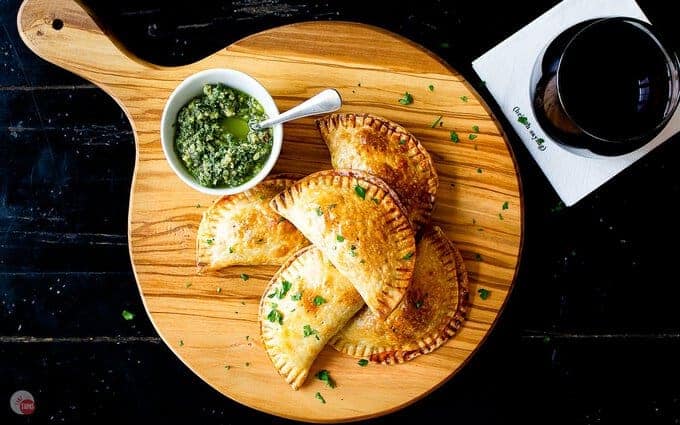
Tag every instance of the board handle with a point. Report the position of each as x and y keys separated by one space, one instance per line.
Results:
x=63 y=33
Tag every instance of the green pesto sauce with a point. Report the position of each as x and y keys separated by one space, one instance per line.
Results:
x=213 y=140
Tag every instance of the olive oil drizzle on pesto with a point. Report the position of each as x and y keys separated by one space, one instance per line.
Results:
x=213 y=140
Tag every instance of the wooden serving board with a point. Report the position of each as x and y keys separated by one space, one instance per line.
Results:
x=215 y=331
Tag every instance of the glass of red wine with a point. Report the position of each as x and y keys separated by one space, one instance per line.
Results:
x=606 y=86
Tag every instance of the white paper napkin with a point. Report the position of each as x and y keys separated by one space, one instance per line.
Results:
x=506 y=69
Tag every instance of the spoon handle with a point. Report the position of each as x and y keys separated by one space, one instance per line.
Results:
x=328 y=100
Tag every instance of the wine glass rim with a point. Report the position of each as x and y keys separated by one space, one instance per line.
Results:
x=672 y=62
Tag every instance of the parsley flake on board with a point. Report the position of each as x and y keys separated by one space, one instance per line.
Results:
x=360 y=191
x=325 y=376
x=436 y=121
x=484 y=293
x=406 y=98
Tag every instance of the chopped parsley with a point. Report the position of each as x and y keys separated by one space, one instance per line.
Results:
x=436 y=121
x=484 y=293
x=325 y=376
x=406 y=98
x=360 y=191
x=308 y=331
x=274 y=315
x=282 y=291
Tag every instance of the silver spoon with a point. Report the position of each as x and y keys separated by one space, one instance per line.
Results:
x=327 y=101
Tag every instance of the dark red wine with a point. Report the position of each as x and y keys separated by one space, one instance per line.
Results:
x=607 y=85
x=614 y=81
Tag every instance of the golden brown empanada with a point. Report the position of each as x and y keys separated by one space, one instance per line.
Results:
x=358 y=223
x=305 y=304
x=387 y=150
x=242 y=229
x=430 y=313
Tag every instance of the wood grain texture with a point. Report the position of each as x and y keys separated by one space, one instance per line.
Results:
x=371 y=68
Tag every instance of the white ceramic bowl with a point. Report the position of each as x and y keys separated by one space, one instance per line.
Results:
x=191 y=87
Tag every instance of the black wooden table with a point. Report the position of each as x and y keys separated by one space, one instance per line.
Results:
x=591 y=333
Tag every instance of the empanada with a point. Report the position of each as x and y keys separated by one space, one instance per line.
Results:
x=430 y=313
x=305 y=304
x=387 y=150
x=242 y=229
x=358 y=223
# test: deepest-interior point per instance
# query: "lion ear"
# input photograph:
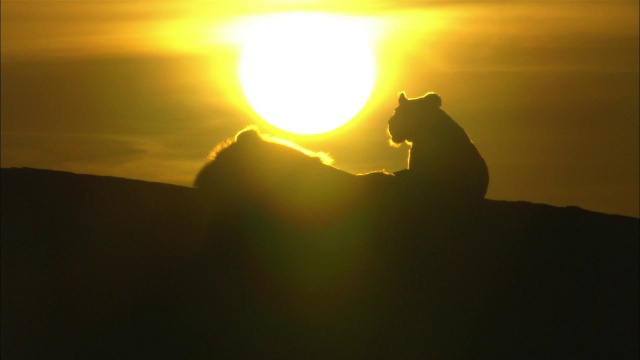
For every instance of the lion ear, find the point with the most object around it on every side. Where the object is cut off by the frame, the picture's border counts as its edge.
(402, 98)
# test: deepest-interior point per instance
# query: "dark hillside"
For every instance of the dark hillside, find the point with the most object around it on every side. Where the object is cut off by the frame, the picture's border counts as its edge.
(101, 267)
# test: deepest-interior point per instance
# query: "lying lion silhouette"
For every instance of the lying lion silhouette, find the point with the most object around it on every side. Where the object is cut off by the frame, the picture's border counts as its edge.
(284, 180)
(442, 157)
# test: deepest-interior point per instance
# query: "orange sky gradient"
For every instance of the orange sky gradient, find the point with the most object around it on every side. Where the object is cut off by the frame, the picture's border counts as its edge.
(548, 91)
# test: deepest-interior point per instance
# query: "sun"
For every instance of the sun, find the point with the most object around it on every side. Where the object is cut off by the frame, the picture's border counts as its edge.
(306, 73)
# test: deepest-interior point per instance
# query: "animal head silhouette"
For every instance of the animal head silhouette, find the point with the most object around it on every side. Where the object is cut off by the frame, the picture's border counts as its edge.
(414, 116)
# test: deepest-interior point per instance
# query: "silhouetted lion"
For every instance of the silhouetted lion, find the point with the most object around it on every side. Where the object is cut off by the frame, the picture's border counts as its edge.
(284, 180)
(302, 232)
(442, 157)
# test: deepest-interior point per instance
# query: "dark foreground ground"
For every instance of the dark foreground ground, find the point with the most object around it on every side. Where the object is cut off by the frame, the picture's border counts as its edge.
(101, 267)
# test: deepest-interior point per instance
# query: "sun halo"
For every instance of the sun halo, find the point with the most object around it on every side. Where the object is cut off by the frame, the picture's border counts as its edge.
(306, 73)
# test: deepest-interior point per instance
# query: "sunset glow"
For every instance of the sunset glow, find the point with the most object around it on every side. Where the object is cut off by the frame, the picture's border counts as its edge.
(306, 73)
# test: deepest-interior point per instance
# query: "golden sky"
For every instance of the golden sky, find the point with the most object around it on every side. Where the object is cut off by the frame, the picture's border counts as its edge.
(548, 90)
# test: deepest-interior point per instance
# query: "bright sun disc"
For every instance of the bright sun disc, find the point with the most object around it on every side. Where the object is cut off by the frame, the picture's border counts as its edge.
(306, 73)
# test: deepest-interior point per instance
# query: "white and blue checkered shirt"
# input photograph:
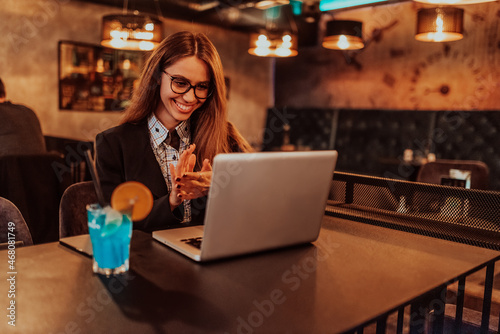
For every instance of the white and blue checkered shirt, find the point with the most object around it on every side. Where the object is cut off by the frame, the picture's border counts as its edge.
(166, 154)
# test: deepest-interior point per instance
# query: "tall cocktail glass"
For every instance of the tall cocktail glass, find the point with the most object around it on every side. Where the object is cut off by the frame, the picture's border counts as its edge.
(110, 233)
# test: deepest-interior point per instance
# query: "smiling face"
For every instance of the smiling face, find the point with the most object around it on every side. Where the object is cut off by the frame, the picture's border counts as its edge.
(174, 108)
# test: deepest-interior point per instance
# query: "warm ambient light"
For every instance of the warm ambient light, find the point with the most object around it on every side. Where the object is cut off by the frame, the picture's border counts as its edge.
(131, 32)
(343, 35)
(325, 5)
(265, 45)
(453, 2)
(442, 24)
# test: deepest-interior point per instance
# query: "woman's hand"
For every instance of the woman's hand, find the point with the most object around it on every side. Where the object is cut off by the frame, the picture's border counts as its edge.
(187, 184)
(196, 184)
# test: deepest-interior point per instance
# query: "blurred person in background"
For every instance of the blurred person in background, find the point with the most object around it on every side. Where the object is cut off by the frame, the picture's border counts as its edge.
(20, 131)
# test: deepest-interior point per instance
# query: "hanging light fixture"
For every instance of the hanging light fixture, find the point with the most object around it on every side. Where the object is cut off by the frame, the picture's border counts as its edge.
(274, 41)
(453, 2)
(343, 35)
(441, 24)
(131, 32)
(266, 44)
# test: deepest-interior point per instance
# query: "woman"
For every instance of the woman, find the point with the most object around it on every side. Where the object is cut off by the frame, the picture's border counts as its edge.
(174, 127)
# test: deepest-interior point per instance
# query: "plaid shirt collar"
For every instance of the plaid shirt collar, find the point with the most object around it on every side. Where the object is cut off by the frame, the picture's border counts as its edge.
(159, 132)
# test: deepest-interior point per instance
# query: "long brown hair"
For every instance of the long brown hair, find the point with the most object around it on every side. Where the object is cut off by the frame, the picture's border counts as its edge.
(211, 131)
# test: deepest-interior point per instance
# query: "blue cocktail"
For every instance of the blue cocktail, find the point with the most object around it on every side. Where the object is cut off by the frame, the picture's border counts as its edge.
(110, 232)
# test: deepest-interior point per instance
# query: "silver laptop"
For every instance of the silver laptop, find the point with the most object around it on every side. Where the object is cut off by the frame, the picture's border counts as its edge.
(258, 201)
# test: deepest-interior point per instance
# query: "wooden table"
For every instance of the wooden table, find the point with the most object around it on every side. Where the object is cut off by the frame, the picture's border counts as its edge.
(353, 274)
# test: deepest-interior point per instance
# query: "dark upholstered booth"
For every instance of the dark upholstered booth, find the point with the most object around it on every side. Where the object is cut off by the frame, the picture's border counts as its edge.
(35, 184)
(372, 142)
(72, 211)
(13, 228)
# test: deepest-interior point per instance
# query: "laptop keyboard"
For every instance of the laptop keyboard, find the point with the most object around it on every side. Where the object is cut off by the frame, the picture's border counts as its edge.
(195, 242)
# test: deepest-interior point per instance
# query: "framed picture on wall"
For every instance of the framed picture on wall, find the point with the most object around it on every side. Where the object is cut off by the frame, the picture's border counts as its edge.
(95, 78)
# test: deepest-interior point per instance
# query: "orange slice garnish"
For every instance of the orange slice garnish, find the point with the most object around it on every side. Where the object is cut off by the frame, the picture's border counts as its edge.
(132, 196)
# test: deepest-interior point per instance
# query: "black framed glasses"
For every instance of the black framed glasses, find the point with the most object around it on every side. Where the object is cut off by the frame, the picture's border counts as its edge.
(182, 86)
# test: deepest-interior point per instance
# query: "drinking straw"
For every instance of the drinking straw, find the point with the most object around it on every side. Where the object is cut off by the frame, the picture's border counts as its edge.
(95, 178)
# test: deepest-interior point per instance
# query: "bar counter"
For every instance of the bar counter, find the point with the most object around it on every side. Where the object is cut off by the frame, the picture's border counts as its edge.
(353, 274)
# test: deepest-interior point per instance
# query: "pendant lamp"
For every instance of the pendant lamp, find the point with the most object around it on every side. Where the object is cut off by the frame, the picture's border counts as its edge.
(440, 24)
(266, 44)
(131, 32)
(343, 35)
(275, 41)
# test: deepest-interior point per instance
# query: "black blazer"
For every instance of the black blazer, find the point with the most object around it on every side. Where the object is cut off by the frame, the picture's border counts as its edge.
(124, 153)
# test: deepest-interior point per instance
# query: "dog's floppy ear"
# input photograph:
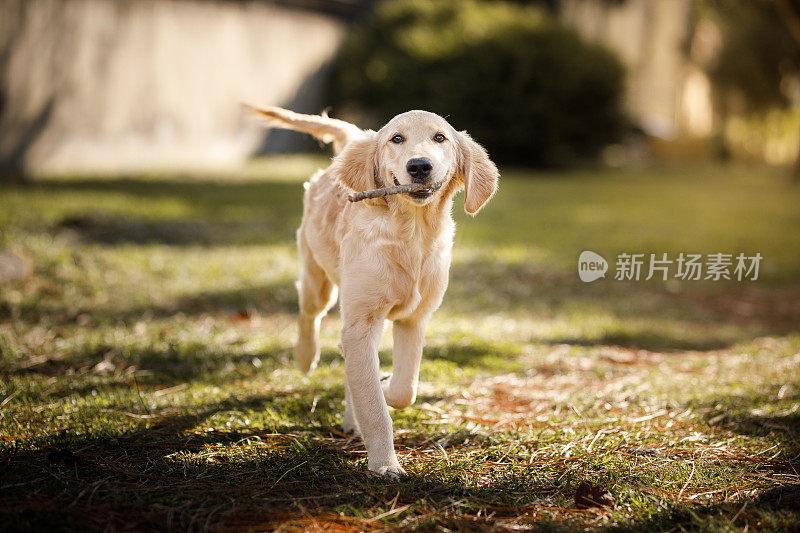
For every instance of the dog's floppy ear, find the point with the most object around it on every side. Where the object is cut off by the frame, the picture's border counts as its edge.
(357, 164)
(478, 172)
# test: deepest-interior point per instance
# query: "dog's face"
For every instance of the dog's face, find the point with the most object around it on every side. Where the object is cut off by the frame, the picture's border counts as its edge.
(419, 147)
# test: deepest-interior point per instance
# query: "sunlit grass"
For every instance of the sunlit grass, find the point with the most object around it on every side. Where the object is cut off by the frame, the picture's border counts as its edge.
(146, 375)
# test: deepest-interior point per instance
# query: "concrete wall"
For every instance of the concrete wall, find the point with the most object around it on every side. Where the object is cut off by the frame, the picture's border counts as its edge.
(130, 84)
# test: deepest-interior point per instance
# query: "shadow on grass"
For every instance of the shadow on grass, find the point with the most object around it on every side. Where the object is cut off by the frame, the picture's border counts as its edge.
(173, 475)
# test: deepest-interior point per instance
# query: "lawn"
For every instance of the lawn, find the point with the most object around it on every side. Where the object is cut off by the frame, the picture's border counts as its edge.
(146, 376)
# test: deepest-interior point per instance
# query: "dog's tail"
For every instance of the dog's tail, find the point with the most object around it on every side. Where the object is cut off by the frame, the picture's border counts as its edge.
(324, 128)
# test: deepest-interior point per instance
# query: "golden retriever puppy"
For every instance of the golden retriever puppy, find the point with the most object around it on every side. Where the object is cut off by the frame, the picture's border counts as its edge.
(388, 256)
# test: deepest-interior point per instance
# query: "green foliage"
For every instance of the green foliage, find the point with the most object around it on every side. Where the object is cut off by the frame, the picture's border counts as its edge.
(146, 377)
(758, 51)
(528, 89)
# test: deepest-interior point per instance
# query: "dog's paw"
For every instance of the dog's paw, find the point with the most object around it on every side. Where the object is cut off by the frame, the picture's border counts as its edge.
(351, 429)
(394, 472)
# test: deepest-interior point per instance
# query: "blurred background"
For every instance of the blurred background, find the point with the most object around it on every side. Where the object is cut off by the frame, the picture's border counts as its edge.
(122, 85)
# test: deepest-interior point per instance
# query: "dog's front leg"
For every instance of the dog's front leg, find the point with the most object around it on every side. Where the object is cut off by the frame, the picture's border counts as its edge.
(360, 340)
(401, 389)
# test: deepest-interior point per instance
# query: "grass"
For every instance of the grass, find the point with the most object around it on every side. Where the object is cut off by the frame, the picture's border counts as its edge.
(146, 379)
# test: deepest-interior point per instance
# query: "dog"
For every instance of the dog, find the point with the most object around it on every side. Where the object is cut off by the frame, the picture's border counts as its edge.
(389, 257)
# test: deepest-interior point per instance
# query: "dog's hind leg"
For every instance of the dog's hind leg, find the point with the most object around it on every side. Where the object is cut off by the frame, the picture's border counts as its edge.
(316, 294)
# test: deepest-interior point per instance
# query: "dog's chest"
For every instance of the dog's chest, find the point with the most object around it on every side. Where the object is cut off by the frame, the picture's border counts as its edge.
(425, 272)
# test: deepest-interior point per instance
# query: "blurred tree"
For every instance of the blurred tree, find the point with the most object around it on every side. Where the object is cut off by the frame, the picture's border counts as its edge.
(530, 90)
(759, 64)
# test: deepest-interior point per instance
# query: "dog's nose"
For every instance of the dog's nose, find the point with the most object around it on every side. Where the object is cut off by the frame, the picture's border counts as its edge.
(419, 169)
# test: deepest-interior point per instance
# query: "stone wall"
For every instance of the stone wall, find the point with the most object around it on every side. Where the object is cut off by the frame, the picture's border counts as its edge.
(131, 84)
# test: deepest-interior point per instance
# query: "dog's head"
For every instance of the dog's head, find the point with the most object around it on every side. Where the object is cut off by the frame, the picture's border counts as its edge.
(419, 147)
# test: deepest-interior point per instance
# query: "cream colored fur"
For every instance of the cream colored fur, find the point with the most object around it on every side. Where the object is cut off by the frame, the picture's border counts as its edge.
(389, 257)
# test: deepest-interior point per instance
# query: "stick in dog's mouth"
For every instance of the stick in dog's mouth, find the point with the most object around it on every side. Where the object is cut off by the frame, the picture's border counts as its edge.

• Exercise directions:
Copy each line of the items above that contains the string "chest". Case counts, so match it with the same capitalization.

• Answer for this exercise:
# query: "dog's chest"
For every instance of the dog's chest, find the point with the most object around it on every side. Where the object is cut off by the frame, the picture's border counts as its edge.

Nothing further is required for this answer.